▶ **Requirement**
Output the records. Match them exactly.

====== Available data ======

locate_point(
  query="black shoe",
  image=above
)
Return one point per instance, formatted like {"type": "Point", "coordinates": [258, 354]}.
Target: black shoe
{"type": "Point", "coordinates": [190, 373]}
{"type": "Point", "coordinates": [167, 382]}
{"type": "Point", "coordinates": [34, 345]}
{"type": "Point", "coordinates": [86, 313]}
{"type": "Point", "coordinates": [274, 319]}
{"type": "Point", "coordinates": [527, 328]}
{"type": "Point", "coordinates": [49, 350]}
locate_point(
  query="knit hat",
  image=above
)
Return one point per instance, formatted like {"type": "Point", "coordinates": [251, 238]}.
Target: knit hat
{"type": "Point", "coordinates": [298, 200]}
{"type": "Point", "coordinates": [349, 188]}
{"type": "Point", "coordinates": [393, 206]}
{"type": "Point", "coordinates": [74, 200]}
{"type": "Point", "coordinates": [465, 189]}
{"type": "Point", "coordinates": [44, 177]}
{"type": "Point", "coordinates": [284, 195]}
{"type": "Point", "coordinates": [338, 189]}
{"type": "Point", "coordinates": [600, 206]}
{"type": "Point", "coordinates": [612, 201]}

======

▶ **Exercise response**
locate_point(
  query="black shoe",
  image=above
)
Return one point per instance, formatted like {"type": "Point", "coordinates": [258, 354]}.
Target: black shoe
{"type": "Point", "coordinates": [190, 373]}
{"type": "Point", "coordinates": [167, 382]}
{"type": "Point", "coordinates": [34, 345]}
{"type": "Point", "coordinates": [86, 313]}
{"type": "Point", "coordinates": [274, 319]}
{"type": "Point", "coordinates": [527, 328]}
{"type": "Point", "coordinates": [49, 350]}
locate_point(
  query="knit hat",
  image=above
)
Return one point per instance, formatted like {"type": "Point", "coordinates": [251, 238]}.
Target: knit hat
{"type": "Point", "coordinates": [298, 200]}
{"type": "Point", "coordinates": [349, 188]}
{"type": "Point", "coordinates": [393, 206]}
{"type": "Point", "coordinates": [74, 200]}
{"type": "Point", "coordinates": [465, 189]}
{"type": "Point", "coordinates": [44, 177]}
{"type": "Point", "coordinates": [284, 195]}
{"type": "Point", "coordinates": [338, 189]}
{"type": "Point", "coordinates": [600, 206]}
{"type": "Point", "coordinates": [612, 201]}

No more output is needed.